Copy out the listing exactly.

+++ DATA SECTION +++

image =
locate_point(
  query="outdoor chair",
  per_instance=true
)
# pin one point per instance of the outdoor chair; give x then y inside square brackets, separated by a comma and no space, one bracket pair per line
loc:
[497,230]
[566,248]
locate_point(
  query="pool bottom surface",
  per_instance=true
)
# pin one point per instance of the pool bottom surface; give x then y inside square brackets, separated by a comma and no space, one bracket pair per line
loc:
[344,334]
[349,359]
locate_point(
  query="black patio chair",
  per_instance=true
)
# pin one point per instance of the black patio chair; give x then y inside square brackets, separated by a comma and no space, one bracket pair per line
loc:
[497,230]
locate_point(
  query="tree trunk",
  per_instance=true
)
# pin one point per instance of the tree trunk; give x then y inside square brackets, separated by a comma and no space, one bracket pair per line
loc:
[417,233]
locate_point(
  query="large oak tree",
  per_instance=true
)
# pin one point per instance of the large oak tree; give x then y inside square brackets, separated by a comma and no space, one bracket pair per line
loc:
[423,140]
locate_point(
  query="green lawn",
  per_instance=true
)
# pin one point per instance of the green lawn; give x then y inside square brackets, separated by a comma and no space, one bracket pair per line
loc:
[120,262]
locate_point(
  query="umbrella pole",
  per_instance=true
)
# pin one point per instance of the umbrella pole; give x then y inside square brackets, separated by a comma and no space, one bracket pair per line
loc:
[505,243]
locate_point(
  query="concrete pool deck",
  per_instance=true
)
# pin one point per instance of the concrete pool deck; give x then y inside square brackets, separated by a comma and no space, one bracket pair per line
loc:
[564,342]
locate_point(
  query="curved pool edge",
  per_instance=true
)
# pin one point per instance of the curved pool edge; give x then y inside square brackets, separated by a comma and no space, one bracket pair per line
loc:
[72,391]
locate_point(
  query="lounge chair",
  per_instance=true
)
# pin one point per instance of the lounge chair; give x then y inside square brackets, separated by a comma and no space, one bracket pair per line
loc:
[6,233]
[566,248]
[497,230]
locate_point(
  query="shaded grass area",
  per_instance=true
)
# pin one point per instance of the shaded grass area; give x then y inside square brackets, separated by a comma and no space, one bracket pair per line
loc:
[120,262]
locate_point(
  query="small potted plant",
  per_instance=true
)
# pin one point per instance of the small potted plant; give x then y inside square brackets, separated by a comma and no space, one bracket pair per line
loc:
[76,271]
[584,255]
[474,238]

+++

§ TASK RESULT:
image =
locate_point(
  query="outdoor chair",
  per_instance=true
)
# pin one point per instance of the outdoor chair; give x then y inside square brackets, separated by a comma and no space, one bracket pair per line
loc:
[497,230]
[566,248]
locate_point(
  query="pool bottom surface",
  per_instance=true
)
# pin one point per instance of the pool bottom surface; give x then y inside square brackets, separated by a comma and no space, one bracket pair per line
loc:
[344,334]
[349,359]
locate_point(
  query="black patio chair",
  per_instance=true
)
# pin one point per instance of the black patio chair; give x then y inside square brackets, separated by a comma and no space, one bracket pair per line
loc:
[497,230]
locate_point(
  query="tree trunk",
  per_instance=true
)
# pin one point per instance of the tree trunk; give x then y inside square brackets, separated by a comma and no space, one bracket pair per line
loc:
[417,233]
locate_point(
  query="large oak tree",
  per_instance=true
)
# pin one point per instance of the large oak tree; give x then y inside square brackets, separated by a comma and no space, one bracket pair per line
loc:
[423,140]
locate_point(
  query="green lawn",
  per_instance=true
)
# pin one point per instance of the green lawn; give x then y inside square brackets, separated by a comma and no space, one bracket pair per line
loc:
[120,262]
locate_point(
  query="umbrella pole",
  per_instance=true
)
# pin one point per instance of the umbrella pole; give x then y inside square brackets, separated by a comma and no space, one bracket pair per line
loc:
[505,243]
locate_point(
  query="concrete pool deck",
  per_instance=true
)
# pin one point per instance of the concrete pool deck; give x then y inside square brackets, separated by a comma and no space, one bracket pair per line
loc:
[564,342]
locate_point(
  query="curved pool edge",
  per_instance=true
)
# pin one point per instance of the curved pool edge; give x then y inside square brackets, separated by a comma and no space, one bracket pair per line
loc:
[72,391]
locate_point(
  query="lounge chair",
  per_instance=true
)
# pin one point per instance of the lounge chair; give x then y inside square brackets, separated by a comma and no space, one bracket pair per line
loc:
[6,233]
[566,248]
[497,230]
locate_point(
  query="shaded grass area",
  per_instance=true
)
# pin one point per instance of the shaded grass area; give x then y inside square brackets, separated by a comma and no space, one bracket pair per line
loc:
[120,262]
locate_point(
  query="small potted plant",
  per_instance=true
)
# pin one point per instance of the small potted plant; give x then y inside square brackets, separated by a comma and no space, one bracket pair per line
loc:
[76,271]
[584,255]
[474,238]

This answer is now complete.